━━ DATA LISTING ━━
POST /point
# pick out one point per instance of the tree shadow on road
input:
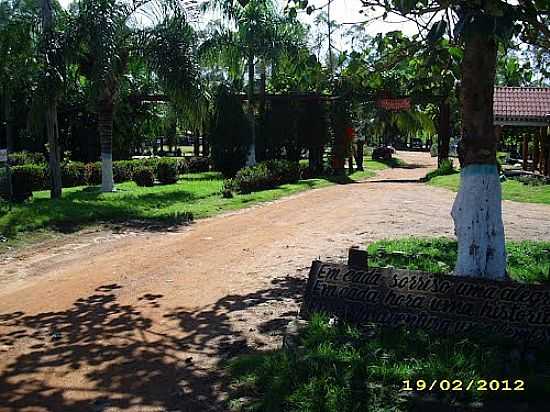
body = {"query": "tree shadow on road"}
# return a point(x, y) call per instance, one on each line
point(102, 355)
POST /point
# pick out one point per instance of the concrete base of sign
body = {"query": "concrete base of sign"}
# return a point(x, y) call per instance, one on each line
point(477, 214)
point(107, 181)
━━━
PROBLEM TO SOLVE = Reproduce all the items with "for each instance" substituted for every occurrence of "per instance", and leave the pictures out of your answer.

SOLUTION TO THIS PROBLEM =
POST /point
# pick out one point for each instance of the tree shadow on road
input:
body = {"query": "tree shadow on road"}
# return a point(x, y) call for each instance, one on each line
point(102, 355)
POST /point
# pick out one point for each instance of the concrete base of sign
body = {"query": "concrete base of sign"}
# return a point(x, y) call for each instance, one on each line
point(477, 214)
point(107, 181)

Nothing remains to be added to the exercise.